Excerpts of pointing data:
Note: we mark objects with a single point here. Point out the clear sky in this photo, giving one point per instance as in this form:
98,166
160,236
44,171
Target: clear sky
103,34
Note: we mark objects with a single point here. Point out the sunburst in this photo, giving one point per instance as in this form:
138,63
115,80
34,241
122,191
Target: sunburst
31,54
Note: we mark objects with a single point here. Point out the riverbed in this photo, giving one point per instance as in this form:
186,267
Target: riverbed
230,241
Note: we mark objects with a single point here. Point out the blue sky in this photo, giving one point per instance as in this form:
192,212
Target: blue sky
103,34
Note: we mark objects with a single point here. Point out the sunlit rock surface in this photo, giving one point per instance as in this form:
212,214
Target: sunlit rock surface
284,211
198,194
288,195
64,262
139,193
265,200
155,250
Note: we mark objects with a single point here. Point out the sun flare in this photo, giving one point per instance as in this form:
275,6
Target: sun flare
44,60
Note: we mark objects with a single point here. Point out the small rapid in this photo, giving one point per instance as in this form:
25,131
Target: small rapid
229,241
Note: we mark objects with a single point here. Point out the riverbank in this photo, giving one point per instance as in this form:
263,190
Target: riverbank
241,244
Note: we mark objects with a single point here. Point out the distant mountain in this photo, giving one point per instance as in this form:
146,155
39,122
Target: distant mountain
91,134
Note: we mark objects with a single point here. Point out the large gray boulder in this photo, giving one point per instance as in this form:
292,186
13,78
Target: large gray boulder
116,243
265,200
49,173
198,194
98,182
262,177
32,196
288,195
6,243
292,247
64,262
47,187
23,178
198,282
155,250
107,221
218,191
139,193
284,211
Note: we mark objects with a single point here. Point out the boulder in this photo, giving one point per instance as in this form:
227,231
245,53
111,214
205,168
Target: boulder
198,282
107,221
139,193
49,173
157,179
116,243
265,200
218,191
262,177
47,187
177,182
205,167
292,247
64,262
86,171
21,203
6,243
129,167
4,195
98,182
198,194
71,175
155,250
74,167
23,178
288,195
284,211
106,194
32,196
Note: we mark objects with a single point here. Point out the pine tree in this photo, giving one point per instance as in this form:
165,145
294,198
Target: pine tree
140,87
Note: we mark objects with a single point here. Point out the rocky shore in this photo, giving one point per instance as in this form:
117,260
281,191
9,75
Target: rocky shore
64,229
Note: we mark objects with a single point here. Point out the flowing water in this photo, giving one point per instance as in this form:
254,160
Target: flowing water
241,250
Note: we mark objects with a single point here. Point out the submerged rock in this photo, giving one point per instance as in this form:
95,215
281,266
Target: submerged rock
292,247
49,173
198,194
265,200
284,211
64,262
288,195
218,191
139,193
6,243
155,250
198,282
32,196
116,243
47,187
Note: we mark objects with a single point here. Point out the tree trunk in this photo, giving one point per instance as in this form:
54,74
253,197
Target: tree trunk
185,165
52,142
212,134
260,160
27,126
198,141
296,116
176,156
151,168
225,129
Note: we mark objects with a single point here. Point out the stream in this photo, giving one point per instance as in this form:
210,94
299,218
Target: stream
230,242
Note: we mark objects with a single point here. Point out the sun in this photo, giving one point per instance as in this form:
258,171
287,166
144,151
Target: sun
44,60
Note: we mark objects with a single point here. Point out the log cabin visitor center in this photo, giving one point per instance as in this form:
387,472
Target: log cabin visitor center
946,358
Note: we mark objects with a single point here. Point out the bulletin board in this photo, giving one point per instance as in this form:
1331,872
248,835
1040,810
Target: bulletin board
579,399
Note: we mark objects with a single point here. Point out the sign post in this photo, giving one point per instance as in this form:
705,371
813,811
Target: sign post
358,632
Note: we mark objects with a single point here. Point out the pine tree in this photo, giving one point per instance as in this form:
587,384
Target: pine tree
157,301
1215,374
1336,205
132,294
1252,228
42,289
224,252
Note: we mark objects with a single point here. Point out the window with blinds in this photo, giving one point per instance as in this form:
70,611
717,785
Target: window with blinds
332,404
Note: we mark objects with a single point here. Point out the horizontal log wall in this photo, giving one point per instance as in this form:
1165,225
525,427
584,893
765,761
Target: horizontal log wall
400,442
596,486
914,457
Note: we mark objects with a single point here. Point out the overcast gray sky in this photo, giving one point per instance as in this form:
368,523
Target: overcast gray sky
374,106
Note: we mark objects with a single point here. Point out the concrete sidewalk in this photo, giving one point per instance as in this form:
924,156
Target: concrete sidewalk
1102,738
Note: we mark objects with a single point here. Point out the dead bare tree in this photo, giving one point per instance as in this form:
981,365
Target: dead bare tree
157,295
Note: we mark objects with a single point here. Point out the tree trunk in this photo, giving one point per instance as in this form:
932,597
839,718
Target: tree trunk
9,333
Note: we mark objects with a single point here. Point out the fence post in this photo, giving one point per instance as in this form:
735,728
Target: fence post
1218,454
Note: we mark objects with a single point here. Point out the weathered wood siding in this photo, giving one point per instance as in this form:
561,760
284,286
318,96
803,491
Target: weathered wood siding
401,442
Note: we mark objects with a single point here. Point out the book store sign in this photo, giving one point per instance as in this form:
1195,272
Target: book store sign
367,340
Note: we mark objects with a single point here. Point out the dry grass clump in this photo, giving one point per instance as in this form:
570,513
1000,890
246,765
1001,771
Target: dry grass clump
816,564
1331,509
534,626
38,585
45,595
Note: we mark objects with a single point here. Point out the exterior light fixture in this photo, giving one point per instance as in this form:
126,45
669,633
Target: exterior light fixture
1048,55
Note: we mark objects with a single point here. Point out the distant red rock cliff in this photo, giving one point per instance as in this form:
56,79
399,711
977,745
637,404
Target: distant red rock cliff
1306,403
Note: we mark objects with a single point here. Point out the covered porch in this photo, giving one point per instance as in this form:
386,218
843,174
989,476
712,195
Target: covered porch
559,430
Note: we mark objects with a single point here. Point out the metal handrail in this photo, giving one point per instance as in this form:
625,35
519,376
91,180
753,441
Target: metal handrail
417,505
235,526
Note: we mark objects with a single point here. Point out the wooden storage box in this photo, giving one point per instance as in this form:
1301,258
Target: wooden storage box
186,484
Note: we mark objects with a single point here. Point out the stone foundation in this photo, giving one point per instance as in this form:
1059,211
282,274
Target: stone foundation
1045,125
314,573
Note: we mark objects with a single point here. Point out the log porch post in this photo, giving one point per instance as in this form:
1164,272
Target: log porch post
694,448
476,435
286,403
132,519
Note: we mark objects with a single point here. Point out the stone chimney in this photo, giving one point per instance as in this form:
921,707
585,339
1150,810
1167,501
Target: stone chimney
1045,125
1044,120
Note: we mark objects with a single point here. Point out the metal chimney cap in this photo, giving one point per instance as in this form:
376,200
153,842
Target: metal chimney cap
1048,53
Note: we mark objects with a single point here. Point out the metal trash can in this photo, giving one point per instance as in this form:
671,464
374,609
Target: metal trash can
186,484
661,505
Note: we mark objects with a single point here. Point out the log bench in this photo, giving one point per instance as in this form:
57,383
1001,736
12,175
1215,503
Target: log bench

Exercise: Return the lines from the line containing "the stone chimney" to the end of the entries above, exactly as they appear and with no other output.

Correct result:
Note: we mark objects with a single point here. Point out the stone chimney in this photo, giving one point per instance as in this form:
921,707
585,339
1150,810
1167,501
Target: stone chimney
1045,125
1044,120
Note: we mark objects with a single point here. Point out the metal chimney cap in this photo, giving one point per instance as in this form:
376,200
153,842
Target: metal chimney cap
1048,53
Note: we mark objects with a single point here. Point out the metal trash can in this photo, giving one point per instance as in this form:
671,464
374,609
Target: metal trash can
186,484
661,505
Note: we mark objects with a single point here. Point out the log bench in this photo, giving one point per instance as in this form:
57,383
1001,736
12,175
1215,503
Target: log bench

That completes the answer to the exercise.